→ **Problem description**
Precise copying is required. Return the data below in full.

→ **Data supplied**
<<<<
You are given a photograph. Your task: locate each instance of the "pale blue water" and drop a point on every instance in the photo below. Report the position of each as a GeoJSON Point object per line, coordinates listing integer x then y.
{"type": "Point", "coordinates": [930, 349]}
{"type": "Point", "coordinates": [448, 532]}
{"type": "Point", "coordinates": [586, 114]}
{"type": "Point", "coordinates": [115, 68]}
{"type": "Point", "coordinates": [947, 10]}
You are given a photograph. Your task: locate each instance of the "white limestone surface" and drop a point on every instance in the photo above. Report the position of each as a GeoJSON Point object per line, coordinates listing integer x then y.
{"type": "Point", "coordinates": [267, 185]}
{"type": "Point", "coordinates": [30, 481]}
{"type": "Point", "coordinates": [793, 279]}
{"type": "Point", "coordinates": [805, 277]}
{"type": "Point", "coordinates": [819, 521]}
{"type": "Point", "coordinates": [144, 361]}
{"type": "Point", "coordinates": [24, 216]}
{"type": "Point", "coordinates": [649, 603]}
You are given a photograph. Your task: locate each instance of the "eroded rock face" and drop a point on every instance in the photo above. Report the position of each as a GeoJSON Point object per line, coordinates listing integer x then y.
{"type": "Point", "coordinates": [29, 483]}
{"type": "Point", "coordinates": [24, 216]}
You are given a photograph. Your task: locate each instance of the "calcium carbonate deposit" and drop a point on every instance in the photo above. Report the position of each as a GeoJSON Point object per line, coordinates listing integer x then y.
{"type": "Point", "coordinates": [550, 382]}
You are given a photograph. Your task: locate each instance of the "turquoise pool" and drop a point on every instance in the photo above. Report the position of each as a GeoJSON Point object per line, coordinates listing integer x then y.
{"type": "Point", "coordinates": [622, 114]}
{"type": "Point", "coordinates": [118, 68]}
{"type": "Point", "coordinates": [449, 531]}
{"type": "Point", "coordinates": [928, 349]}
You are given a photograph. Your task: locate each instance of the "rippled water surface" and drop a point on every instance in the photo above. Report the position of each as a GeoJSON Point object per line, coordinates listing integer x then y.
>>>>
→ **Result for this exercise**
You are given a photograph. Your task: locate each instance of the "pale blue water" and drop a point on every instance in the photo below. Report the position of each as a GeoJSON Point object per line, coordinates listing integer x then y.
{"type": "Point", "coordinates": [930, 349]}
{"type": "Point", "coordinates": [448, 532]}
{"type": "Point", "coordinates": [586, 114]}
{"type": "Point", "coordinates": [115, 68]}
{"type": "Point", "coordinates": [947, 10]}
You are given a photograph. Your task: locate each instance of the "white limestone surface" and drop a point on every instance in the photo above. Report the position of each as a GeoJSON Point object per line, coordinates listing integer x then y.
{"type": "Point", "coordinates": [267, 185]}
{"type": "Point", "coordinates": [30, 481]}
{"type": "Point", "coordinates": [793, 279]}
{"type": "Point", "coordinates": [805, 277]}
{"type": "Point", "coordinates": [819, 521]}
{"type": "Point", "coordinates": [144, 361]}
{"type": "Point", "coordinates": [24, 216]}
{"type": "Point", "coordinates": [649, 603]}
You are given a photograph. Your task: locate each instance of the "eroded rock face" and drop a point on every instance in the photo above. Report the position of each as a GeoJSON Point object per line, coordinates listing integer x then y.
{"type": "Point", "coordinates": [29, 483]}
{"type": "Point", "coordinates": [24, 216]}
You are given a photograph. Your task: locate each instance of the "calcium carbonate deposit" and drop a point on every instance in the photo above. Report the position of each as a GeoJSON Point object per line, coordinates listing integer x then y.
{"type": "Point", "coordinates": [550, 382]}
You are given a photograph. Your task: locate each instance of the "turquoise pool" and drop a point on every instance in the photo above. Report the position of each as a GeoJSON Point object per line, coordinates listing integer x then y.
{"type": "Point", "coordinates": [622, 114]}
{"type": "Point", "coordinates": [118, 68]}
{"type": "Point", "coordinates": [449, 531]}
{"type": "Point", "coordinates": [928, 349]}
You are given a photograph. Your task: locate each instance of the "rippled water surface" and drop a point on every instance in the photo above. Report the position of each as a GeoJSON Point object per line, coordinates listing integer x then y.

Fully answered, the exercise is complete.